- _Task directions_
Determine how many lines in the records include "undermount". Write the number and nothing more.

Image point grounding data

>>

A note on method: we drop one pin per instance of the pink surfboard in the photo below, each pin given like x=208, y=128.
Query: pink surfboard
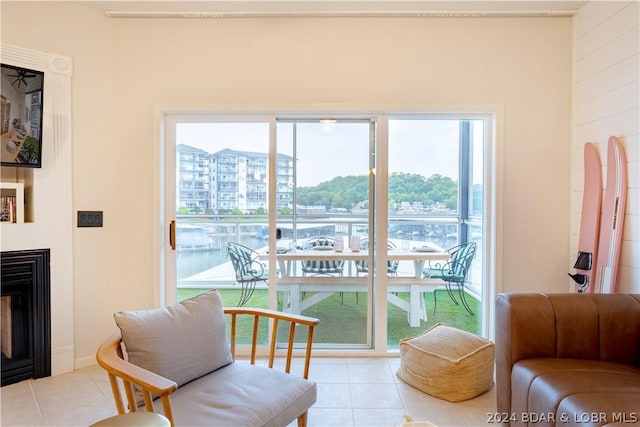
x=590, y=220
x=612, y=218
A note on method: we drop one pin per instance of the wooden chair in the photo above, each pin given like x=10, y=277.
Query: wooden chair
x=162, y=395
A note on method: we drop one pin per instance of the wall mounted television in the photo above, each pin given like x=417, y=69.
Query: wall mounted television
x=21, y=116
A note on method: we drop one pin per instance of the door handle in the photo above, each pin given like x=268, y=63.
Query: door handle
x=172, y=234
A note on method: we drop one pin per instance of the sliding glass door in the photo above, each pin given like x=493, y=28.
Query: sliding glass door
x=330, y=218
x=323, y=209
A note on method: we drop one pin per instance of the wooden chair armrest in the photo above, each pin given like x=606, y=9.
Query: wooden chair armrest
x=107, y=357
x=277, y=317
x=273, y=314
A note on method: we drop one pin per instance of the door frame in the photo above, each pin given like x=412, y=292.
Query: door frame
x=165, y=117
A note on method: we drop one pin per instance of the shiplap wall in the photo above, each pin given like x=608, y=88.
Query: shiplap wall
x=606, y=102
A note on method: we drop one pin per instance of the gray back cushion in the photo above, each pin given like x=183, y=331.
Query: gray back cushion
x=181, y=342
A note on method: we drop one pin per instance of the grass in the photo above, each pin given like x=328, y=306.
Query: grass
x=343, y=317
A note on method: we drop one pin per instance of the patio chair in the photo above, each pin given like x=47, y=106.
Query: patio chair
x=322, y=267
x=454, y=273
x=178, y=361
x=248, y=269
x=362, y=266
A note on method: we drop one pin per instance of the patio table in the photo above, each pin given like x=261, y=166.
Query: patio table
x=325, y=285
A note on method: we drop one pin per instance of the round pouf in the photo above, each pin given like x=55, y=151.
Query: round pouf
x=138, y=419
x=447, y=363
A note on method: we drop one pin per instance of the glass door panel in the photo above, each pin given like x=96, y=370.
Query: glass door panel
x=428, y=180
x=221, y=194
x=323, y=173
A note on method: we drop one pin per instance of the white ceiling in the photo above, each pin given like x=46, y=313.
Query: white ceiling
x=301, y=8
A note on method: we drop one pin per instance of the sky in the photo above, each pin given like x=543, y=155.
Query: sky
x=324, y=151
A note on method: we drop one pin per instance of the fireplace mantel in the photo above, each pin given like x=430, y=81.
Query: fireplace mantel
x=50, y=189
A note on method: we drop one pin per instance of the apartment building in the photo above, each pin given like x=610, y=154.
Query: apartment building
x=229, y=179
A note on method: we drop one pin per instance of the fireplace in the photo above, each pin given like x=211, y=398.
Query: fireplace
x=25, y=315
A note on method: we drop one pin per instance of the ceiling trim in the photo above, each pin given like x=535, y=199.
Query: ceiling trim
x=338, y=14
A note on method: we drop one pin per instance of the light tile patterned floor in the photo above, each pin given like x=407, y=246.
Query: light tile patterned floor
x=351, y=392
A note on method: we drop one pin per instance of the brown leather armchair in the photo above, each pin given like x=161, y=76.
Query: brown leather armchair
x=568, y=359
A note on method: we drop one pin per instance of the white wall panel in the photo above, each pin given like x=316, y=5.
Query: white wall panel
x=618, y=50
x=608, y=30
x=606, y=102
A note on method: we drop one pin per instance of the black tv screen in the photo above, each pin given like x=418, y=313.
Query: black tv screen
x=21, y=116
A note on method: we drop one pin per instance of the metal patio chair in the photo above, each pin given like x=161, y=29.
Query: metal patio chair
x=454, y=273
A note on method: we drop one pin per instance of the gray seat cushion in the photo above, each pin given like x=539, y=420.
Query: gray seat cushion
x=244, y=395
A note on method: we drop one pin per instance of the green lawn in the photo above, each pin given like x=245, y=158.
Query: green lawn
x=343, y=318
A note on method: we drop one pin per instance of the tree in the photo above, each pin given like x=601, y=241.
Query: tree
x=285, y=210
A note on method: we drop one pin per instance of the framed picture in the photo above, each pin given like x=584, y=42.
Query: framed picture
x=21, y=115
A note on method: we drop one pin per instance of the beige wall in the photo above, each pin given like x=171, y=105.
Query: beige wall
x=607, y=102
x=125, y=67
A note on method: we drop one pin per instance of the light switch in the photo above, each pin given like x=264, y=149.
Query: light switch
x=89, y=218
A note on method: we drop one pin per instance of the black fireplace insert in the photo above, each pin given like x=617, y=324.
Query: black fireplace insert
x=26, y=315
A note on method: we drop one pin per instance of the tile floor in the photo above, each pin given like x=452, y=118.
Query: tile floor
x=351, y=392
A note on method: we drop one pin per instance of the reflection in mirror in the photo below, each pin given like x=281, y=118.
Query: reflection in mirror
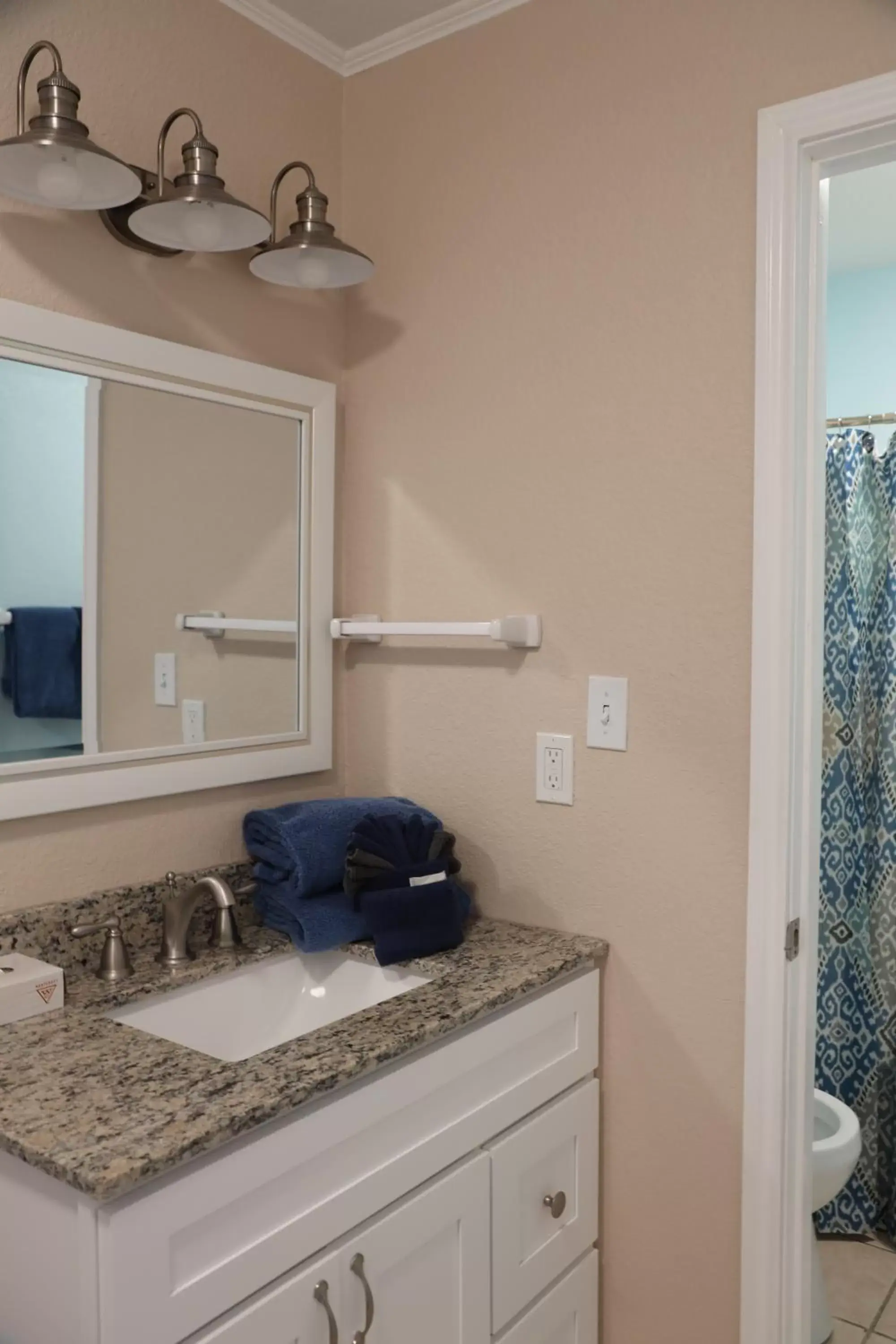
x=42, y=531
x=123, y=506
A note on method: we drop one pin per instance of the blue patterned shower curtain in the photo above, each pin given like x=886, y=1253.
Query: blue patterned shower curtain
x=856, y=1043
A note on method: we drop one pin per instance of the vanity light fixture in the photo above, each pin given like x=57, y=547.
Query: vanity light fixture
x=195, y=213
x=54, y=162
x=311, y=256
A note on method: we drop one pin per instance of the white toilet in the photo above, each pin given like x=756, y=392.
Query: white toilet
x=837, y=1143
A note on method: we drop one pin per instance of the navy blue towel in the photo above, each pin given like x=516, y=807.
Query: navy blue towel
x=42, y=664
x=300, y=849
x=416, y=921
x=315, y=924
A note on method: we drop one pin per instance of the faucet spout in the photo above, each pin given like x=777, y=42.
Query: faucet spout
x=178, y=914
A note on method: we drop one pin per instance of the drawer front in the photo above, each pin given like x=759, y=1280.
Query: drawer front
x=566, y=1315
x=544, y=1199
x=175, y=1257
x=304, y=1310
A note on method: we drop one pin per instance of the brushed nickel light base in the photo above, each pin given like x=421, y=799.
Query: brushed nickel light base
x=117, y=220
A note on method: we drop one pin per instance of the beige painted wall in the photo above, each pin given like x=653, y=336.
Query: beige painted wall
x=263, y=104
x=550, y=409
x=198, y=511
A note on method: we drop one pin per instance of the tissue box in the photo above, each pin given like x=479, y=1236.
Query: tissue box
x=27, y=987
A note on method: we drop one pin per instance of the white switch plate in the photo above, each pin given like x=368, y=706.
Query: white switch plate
x=554, y=768
x=194, y=719
x=609, y=713
x=166, y=679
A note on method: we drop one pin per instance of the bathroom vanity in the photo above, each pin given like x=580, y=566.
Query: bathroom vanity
x=422, y=1170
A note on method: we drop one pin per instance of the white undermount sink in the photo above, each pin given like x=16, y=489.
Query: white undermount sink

<<

- _Solution for this task_
2